* _Aim_
Turn the records into a Markdown table with the columns No. and Text, one numbered row per line. Begin at the start of the records and stop after the line that contains "[0,162,494,446]", skipping blank lines and leaving out the pictures.
================
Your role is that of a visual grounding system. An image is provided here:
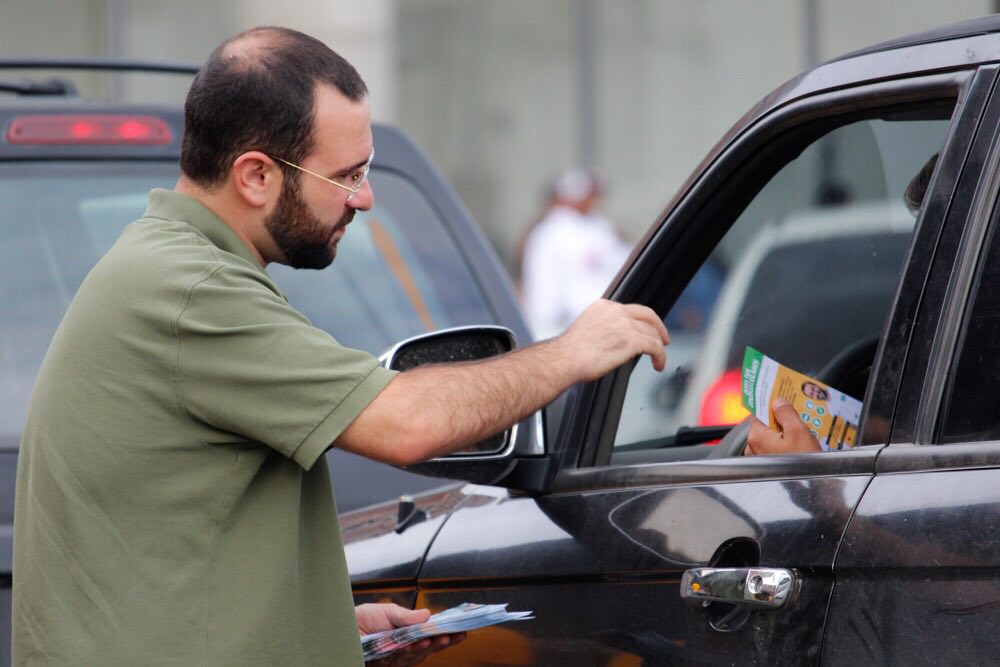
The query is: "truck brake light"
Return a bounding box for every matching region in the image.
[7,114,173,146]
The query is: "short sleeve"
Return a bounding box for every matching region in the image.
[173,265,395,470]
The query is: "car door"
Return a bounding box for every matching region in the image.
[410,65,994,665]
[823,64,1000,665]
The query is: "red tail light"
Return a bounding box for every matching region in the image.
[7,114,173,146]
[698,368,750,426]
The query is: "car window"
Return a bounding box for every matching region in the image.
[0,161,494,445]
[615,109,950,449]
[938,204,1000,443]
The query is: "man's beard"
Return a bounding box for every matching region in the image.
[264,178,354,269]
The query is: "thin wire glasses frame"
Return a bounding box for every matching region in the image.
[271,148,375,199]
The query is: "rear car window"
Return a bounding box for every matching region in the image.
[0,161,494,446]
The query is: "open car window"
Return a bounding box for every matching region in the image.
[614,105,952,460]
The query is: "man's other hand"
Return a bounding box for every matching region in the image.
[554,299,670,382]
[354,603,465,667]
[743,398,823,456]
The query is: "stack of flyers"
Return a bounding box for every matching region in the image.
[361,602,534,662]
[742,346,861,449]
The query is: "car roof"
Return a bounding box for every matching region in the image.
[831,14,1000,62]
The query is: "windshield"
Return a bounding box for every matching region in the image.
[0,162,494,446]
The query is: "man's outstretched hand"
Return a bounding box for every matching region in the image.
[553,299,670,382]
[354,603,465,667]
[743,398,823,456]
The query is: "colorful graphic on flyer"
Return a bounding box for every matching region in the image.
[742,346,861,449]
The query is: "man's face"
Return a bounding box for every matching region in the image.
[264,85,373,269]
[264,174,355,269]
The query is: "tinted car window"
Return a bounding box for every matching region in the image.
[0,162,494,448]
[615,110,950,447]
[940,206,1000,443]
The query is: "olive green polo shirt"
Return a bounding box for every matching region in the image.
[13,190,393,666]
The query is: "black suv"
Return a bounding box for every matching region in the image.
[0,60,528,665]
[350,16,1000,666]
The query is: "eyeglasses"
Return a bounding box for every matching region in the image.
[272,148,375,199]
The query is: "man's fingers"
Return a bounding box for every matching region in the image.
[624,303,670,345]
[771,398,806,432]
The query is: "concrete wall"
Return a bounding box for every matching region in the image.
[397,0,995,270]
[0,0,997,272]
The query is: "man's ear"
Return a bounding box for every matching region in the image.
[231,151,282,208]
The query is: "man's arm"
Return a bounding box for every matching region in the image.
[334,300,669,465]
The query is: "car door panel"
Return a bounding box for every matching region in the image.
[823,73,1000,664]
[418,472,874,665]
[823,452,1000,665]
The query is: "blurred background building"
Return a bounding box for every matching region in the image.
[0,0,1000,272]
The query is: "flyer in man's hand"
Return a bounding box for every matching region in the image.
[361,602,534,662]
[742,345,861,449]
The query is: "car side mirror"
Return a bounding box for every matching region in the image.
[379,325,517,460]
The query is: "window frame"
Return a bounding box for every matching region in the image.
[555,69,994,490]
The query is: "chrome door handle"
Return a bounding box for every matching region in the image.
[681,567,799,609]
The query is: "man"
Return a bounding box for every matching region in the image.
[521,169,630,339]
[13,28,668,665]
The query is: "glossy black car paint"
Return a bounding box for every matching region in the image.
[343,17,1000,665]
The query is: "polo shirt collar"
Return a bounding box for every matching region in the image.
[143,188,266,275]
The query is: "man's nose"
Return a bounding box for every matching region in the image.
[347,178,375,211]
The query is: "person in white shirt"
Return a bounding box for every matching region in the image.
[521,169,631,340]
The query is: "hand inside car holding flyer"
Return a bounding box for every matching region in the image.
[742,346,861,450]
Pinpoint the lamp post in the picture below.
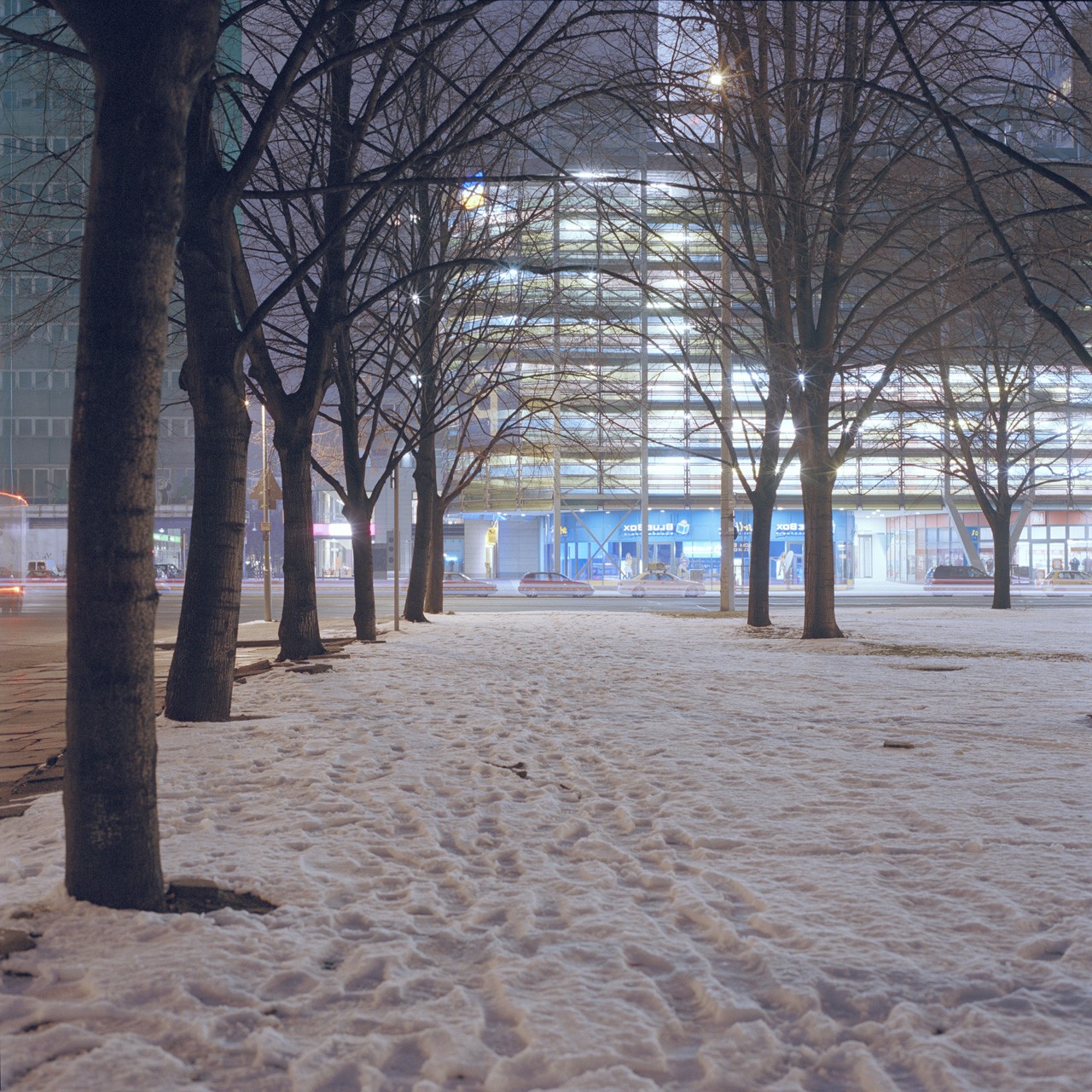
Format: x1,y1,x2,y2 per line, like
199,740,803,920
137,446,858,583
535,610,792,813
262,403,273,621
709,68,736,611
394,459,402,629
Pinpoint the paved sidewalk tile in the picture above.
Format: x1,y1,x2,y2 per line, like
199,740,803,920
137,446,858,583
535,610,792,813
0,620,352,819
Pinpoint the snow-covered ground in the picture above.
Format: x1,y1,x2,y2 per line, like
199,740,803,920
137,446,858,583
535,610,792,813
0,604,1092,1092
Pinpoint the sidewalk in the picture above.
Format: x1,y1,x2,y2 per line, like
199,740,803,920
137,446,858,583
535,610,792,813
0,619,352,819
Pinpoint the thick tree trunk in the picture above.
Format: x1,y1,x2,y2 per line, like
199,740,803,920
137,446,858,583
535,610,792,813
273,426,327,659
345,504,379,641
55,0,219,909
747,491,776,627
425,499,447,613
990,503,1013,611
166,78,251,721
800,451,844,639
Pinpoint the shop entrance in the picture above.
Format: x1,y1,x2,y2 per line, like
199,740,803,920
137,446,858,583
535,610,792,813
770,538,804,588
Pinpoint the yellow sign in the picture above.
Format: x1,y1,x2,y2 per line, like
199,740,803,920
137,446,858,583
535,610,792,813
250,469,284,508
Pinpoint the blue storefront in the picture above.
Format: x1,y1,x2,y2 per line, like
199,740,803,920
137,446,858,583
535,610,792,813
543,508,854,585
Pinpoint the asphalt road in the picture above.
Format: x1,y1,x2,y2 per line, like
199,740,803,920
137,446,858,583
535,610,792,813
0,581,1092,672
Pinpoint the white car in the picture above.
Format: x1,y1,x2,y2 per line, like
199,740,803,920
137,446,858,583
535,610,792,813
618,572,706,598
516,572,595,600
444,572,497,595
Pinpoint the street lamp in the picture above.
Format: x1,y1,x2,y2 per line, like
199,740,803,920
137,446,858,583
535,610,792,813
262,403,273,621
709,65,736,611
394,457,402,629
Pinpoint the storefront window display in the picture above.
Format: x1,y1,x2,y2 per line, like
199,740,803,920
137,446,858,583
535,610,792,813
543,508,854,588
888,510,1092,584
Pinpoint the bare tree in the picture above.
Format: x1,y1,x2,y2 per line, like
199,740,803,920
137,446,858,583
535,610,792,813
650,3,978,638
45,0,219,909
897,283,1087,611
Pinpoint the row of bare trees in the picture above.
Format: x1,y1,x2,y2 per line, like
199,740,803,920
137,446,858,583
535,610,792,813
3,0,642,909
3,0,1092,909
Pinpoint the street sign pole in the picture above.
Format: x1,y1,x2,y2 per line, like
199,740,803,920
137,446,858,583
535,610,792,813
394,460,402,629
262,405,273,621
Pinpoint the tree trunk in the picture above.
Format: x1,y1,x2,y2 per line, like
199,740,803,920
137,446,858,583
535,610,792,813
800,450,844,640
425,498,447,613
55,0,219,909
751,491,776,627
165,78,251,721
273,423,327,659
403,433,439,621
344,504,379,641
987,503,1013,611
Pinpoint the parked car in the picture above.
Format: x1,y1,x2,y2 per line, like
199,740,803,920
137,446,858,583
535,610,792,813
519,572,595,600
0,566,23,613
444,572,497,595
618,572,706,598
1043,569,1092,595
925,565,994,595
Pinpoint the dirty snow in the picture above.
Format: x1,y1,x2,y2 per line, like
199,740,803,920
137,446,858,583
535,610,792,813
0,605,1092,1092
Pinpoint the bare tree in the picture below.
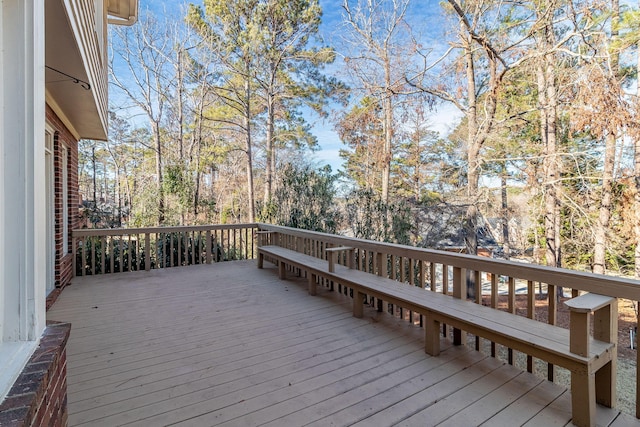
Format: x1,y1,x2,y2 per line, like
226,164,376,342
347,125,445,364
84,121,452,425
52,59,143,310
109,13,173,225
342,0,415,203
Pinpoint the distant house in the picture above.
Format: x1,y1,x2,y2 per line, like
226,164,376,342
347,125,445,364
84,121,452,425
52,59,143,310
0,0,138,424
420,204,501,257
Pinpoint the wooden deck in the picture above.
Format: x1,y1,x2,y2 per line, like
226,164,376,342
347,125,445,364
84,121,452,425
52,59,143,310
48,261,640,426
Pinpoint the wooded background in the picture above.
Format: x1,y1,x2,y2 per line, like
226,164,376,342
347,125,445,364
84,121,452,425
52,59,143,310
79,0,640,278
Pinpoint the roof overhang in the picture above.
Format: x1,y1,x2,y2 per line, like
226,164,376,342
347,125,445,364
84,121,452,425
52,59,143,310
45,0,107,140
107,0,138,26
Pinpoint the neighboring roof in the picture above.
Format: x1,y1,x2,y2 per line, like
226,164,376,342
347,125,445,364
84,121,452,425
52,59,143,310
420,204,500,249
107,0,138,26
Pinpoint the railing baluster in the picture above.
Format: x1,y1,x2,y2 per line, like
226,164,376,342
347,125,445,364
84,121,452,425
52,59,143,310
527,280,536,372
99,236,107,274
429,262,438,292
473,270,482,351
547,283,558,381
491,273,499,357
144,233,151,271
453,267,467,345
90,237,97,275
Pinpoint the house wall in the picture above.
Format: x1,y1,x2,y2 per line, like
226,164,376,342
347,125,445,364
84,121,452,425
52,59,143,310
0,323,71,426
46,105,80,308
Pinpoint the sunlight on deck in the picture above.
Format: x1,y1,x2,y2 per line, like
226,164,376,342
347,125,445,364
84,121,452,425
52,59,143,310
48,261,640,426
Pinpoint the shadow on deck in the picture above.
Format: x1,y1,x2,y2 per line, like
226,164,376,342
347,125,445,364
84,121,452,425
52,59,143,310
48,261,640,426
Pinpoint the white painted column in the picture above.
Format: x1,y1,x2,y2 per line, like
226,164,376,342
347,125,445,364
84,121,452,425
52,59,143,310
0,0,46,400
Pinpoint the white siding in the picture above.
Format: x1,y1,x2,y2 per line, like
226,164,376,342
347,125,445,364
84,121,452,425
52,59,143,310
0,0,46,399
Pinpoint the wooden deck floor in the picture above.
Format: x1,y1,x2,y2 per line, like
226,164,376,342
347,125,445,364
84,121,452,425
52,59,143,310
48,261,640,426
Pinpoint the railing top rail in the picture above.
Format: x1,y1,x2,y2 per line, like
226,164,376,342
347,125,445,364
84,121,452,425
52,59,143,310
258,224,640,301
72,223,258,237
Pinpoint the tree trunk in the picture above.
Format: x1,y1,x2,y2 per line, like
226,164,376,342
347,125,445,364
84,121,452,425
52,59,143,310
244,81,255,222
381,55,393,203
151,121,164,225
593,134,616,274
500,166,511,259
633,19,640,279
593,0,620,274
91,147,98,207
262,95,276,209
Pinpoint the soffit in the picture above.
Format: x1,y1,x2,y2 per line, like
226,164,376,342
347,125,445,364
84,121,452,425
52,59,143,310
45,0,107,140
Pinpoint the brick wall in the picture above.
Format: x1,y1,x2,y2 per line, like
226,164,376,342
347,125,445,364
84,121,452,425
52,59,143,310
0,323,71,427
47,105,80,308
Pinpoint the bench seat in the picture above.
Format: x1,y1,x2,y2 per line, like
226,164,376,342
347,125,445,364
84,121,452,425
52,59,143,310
================
* _Exercise response_
| No. | Text |
|---|---|
| 1 | Your role is that of a visual grounding system. An image is provided here: |
| 2 | The query is: "truck brake light" |
| 3 | Return a bounding box for every matching region in the image. |
| 4 | [7,114,173,146] |
| 5 | The query is: "short sleeve" |
| 6 | Return a bounding box for every matching region in the image. |
| 7 | [173,265,395,470] |
| 8 | The query is: "car door" |
| 9 | Return a bounding box for every matching region in the image. |
| 10 | [410,65,994,665] |
| 11 | [823,64,1000,665] |
| 12 | The query is: "red tail light" |
| 13 | Return a bounding box for every matching region in the image. |
| 14 | [7,114,173,146] |
| 15 | [698,368,750,426] |
| 16 | The query is: "car window" |
| 17 | Return a bounding box for every matching region in the image. |
| 18 | [0,161,494,445] |
| 19 | [615,109,950,449] |
| 20 | [938,204,1000,443] |
| 21 | The query is: "man's beard" |
| 22 | Return a bounding box for every matching region in the image. |
| 23 | [264,178,354,269] |
| 24 | The query is: "thin wire glasses frame" |
| 25 | Return a bounding box for every matching region in the image. |
| 26 | [271,148,375,199] |
| 27 | The query is: "rear car window" |
| 28 | Return a bounding box for every matching region in the image. |
| 29 | [0,161,494,446] |
| 30 | The query is: "open car window" |
| 31 | Return a bounding box for every matching region in the image. |
| 32 | [614,105,952,460] |
| 33 | The query is: "man's other hand" |
| 34 | Return a bounding box for every matching region in the image. |
| 35 | [554,299,670,382] |
| 36 | [354,603,465,667] |
| 37 | [743,398,823,456] |
| 38 | The query is: "stack of flyers" |
| 39 | Return a bounding box for every matching region in the image. |
| 40 | [361,602,534,662] |
| 41 | [742,346,861,449] |
| 42 | The query is: "car roof" |
| 43 | Return a bounding box for every matching region in the image. |
| 44 | [831,14,1000,62] |
| 45 | The query is: "windshield" |
| 46 | Return a bounding box for every matching region in the image. |
| 47 | [0,162,494,446] |